◆ **SHORT EXERCISE**
Nothing but the lines from the line with "If you could mark the stone" through the end of the data is to be copied, and each is to be copied exactly.

Begin SUPPLIED RECORDS

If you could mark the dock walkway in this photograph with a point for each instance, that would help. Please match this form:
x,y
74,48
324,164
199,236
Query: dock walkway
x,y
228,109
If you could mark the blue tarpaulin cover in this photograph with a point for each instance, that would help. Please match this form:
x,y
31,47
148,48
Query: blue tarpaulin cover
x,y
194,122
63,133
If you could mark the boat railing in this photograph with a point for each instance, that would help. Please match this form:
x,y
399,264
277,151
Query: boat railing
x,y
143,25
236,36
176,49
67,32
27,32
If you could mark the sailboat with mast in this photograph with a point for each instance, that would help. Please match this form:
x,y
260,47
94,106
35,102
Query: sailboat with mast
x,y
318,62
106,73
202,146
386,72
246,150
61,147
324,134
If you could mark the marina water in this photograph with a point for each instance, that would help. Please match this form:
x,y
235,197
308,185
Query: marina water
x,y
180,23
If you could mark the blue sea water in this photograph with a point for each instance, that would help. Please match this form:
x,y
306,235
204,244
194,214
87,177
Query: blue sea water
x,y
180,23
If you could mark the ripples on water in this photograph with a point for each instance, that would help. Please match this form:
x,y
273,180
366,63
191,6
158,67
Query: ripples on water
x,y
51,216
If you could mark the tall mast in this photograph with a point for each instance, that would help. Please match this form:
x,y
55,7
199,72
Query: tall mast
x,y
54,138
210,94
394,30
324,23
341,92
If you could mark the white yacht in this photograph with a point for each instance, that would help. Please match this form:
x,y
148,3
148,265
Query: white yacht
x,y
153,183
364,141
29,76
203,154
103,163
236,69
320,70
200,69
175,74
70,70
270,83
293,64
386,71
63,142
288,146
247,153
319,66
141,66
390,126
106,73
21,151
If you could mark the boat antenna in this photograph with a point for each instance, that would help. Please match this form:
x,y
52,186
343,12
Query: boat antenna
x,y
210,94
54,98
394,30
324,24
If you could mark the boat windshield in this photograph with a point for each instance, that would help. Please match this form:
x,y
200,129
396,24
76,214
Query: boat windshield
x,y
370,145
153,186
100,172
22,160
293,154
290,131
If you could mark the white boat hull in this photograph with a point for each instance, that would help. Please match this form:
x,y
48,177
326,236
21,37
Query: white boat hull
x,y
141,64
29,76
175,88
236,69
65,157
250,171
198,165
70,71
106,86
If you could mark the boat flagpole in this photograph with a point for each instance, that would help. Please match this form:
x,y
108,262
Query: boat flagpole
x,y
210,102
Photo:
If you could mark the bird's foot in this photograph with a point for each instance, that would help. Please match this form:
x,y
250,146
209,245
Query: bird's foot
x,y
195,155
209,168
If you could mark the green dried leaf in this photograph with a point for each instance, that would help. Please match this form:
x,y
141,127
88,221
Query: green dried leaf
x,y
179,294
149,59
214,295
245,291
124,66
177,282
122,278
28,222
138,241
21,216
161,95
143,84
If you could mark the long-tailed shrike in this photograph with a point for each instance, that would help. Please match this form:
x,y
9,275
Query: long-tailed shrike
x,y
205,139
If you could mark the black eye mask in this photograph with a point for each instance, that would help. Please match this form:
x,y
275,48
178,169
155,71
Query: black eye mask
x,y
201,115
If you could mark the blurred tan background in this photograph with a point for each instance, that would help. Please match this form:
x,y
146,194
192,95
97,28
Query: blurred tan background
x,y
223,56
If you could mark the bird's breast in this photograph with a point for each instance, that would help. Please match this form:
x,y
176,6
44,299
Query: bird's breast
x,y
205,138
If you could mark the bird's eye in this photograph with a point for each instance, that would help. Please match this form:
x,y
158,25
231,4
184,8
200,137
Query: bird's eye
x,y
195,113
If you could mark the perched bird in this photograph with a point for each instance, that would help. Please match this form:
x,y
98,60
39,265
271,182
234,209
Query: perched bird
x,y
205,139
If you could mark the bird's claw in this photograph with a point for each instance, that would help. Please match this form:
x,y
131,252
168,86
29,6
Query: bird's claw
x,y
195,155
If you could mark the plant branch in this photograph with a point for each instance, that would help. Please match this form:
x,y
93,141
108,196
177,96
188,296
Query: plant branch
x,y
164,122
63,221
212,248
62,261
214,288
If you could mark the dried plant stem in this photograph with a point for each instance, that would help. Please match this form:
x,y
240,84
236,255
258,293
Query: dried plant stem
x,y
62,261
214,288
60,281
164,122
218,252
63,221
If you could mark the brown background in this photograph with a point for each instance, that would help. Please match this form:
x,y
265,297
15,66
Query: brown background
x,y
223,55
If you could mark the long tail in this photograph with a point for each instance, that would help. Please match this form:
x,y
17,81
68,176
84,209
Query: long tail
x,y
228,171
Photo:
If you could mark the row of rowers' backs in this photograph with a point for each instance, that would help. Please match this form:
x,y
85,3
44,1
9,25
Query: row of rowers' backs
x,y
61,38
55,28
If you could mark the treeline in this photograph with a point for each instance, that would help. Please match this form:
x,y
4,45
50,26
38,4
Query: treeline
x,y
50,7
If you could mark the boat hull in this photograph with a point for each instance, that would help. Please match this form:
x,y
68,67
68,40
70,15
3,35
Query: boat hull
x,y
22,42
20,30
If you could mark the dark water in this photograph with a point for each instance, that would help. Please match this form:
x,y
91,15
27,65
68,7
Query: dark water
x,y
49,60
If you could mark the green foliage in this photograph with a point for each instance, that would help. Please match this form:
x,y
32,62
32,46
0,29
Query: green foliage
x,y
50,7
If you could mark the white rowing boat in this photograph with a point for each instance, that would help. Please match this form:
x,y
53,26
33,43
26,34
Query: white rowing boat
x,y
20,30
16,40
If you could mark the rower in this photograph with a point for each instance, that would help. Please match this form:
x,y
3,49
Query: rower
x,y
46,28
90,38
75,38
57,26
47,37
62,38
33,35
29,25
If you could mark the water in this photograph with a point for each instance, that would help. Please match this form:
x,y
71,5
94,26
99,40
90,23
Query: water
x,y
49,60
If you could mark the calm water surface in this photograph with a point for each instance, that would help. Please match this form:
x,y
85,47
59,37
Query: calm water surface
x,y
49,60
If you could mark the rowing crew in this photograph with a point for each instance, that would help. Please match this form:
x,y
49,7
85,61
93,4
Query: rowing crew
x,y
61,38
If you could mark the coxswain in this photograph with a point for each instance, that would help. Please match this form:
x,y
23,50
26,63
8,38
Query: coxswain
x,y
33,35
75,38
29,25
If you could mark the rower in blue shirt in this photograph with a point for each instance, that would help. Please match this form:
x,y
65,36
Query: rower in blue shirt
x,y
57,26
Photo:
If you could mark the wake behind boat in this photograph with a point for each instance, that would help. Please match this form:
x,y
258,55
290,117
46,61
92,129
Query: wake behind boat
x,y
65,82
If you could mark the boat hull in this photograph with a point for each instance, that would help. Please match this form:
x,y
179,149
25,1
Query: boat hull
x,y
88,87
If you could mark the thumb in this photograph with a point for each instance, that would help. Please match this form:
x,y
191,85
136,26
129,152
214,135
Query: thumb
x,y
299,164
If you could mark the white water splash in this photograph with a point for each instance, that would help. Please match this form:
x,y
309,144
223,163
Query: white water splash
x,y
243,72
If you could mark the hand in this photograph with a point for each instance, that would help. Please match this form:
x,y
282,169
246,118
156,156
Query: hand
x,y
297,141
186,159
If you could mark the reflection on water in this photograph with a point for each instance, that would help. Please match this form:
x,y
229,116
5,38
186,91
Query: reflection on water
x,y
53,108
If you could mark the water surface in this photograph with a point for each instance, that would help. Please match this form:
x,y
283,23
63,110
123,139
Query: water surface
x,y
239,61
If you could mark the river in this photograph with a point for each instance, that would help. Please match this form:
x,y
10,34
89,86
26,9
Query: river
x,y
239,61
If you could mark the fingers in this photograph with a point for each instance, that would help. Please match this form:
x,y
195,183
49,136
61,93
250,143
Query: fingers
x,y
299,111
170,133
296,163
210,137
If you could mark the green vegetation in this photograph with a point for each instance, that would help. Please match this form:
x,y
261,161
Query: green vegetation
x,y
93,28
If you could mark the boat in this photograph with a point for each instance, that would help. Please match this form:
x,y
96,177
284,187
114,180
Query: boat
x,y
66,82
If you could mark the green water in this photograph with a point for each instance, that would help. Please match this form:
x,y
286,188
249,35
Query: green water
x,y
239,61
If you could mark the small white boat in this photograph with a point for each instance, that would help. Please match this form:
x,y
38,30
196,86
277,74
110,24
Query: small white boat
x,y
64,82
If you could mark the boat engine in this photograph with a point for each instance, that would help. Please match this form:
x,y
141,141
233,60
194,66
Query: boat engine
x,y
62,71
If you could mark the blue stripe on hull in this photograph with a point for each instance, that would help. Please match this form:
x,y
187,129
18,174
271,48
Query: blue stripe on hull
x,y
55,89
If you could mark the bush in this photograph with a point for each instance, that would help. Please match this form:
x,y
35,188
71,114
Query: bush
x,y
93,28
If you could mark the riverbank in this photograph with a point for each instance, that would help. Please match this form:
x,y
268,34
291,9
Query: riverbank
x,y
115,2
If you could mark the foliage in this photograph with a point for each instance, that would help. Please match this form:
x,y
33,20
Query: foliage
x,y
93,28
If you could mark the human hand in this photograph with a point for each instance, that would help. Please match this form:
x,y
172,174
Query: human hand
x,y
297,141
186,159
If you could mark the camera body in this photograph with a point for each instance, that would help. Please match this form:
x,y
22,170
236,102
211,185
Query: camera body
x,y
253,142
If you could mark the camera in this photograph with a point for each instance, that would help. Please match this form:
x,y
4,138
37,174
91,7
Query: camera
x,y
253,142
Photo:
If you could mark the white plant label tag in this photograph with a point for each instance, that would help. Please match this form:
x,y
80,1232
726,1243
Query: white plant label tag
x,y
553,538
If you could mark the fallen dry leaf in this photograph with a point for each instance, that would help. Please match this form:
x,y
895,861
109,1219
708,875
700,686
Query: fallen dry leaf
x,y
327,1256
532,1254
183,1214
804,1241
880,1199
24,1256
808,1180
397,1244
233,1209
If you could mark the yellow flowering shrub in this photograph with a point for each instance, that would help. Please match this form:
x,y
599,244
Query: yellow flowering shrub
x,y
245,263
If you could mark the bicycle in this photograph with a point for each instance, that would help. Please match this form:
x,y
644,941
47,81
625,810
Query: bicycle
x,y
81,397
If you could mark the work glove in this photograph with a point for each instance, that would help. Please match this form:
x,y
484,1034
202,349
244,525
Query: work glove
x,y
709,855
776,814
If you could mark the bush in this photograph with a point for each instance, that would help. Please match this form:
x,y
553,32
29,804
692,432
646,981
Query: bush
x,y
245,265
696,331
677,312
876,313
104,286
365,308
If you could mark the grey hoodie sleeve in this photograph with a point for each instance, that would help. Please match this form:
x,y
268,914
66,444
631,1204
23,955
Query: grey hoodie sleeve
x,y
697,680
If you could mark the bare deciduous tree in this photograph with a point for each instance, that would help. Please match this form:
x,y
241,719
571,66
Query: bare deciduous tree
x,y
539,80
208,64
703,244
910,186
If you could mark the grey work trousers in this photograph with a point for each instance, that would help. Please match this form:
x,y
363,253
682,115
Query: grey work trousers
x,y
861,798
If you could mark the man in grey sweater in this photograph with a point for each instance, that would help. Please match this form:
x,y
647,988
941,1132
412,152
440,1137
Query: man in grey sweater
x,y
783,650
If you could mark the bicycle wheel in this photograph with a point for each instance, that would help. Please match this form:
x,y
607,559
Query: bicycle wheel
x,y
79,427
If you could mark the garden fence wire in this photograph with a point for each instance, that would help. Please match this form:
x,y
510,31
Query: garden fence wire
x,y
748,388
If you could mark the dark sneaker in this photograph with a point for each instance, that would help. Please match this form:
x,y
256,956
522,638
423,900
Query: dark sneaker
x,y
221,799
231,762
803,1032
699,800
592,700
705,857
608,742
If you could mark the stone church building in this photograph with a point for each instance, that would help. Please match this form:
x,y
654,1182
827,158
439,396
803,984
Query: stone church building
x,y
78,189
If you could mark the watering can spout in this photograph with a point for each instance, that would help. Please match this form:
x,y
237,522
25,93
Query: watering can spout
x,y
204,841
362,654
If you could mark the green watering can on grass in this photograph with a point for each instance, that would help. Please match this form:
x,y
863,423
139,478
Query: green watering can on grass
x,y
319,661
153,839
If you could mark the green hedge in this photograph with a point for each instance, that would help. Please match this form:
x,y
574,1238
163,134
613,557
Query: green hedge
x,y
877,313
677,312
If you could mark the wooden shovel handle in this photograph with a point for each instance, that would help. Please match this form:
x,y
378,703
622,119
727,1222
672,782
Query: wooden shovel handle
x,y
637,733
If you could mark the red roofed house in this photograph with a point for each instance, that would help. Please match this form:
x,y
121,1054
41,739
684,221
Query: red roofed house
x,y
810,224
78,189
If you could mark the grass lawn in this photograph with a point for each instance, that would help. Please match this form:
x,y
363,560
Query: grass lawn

End SUPPLIED RECORDS

◆ **EXPECTED ANSWER**
If you could mark the stone church building in this photograph with a point for each instance, that would help. Please match this form:
x,y
654,1182
827,158
439,396
803,984
Query: stone church building
x,y
78,189
If you could mark the watering can spout in this photograph with a point for each instance, that would help. Please match this form:
x,y
237,522
25,93
Query: watering can spout
x,y
204,841
362,654
If you could mark the green watering can on grass in this photograph with a point for each instance, that would help. Please match this form:
x,y
863,423
139,478
Query: green watering can on grass
x,y
319,661
153,839
If you could mark the green hedge in this photograph with a point for each instance, that would help. Please match this form:
x,y
574,1238
163,134
613,557
Query: green hedge
x,y
877,313
677,312
If you could mark the wooden shovel handle in this photograph with a point for each instance, that would help. Please match this form:
x,y
378,703
622,119
727,1222
672,782
Query: wooden shovel handle
x,y
637,733
If you could mark the red roofed house in this photograph with a point for each instance, that would help. Please match this form:
x,y
121,1054
41,739
684,221
Query: red roofed house
x,y
810,224
78,189
If you could mark the grass lawn in this photograph with a point for each instance, that would help. Please match this form:
x,y
363,560
Query: grass lawn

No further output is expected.